§ **TASK STATEMENT**:
Type the records out again in full, exactly.

§ **RECORDED INFORMATION**:
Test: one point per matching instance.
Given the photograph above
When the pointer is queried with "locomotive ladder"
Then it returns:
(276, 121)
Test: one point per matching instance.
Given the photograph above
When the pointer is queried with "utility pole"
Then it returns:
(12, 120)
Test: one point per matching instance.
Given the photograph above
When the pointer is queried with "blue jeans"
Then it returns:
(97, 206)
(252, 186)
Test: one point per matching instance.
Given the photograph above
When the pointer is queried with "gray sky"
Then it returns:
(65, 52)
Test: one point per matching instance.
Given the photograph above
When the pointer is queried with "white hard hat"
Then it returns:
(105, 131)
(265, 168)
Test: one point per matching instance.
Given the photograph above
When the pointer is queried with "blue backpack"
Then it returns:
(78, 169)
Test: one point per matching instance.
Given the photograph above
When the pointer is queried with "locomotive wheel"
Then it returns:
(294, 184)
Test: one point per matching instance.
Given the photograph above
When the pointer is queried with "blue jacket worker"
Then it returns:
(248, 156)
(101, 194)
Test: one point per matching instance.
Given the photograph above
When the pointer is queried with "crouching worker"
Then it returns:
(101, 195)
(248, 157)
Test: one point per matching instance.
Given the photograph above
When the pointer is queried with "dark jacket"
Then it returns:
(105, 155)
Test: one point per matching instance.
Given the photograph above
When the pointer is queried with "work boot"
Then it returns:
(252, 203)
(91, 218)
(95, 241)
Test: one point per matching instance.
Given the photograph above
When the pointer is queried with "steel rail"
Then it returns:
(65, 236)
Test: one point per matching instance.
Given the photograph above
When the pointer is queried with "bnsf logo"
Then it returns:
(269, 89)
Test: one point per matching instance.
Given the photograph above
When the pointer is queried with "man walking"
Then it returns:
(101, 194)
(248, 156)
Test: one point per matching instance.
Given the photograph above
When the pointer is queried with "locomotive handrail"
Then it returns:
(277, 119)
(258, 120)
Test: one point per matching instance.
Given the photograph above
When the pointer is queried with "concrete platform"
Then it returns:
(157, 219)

§ **FINAL RESULT**:
Test: one point per matching instance.
Given the photograph above
When the pointer is queried with "locomotive ladder"
Then it returns:
(276, 121)
Test: one point per matching instance.
Given the photograph above
When the pointer is queried with "utility pole"
Then it returns:
(12, 120)
Test: one point per matching instance.
Given the photograph above
When the pointer is queried with "blue jeans"
Then it returns:
(97, 206)
(252, 186)
Test: one point per matching instance.
Given the photograph above
When the pointer is queried with "gray sky"
Then it returns:
(65, 52)
Test: one point per matching instance.
Given the photograph above
When the pointer is queried with "white hard hat"
Then it returns:
(105, 131)
(265, 168)
Test: one point per matching instance.
Given the photograph above
When the pointer is queried with "blue backpack"
Then it returns:
(78, 169)
Test: one point per matching instance.
Given the photograph above
When the pointer is queried with "locomotive wheel"
Then it returns:
(294, 184)
Test: one point per matching instance.
Given the photograph above
When the pointer is queried with "blue jacket worker"
Then it returns:
(248, 156)
(101, 194)
Test: one point per matching instance.
Given the photograph above
When the pointer is queried with "crouching worker"
Then it returns:
(101, 195)
(248, 157)
Test: one point per matching instance.
Given the photograph above
When the pointer is queried with "dark jacket"
Then it returns:
(105, 155)
Test: one point per matching instance.
Given the photograph above
When the pointer is queried with "work boot"
Then it returns:
(252, 203)
(91, 218)
(95, 241)
Test: one point per matching instance.
Given the photograph above
When the pointer is queried with "steel rail"
Then it returns:
(65, 236)
Test: one point per matching instance.
Given the photograph above
When the pointer is queried with "bnsf logo"
Then it returns:
(269, 89)
Test: one point per matching instance.
Given the photograph above
When the pointer is queried with "man walking"
Then it returns:
(101, 194)
(248, 156)
Test: one point per matching instance.
Given the photograph above
When the pointer is queried with "locomotive handrail"
Then it returns:
(277, 119)
(258, 120)
Test: one point per matching instance.
Given the photograph above
When the pointer is queried with "concrete platform"
Then it returns:
(157, 219)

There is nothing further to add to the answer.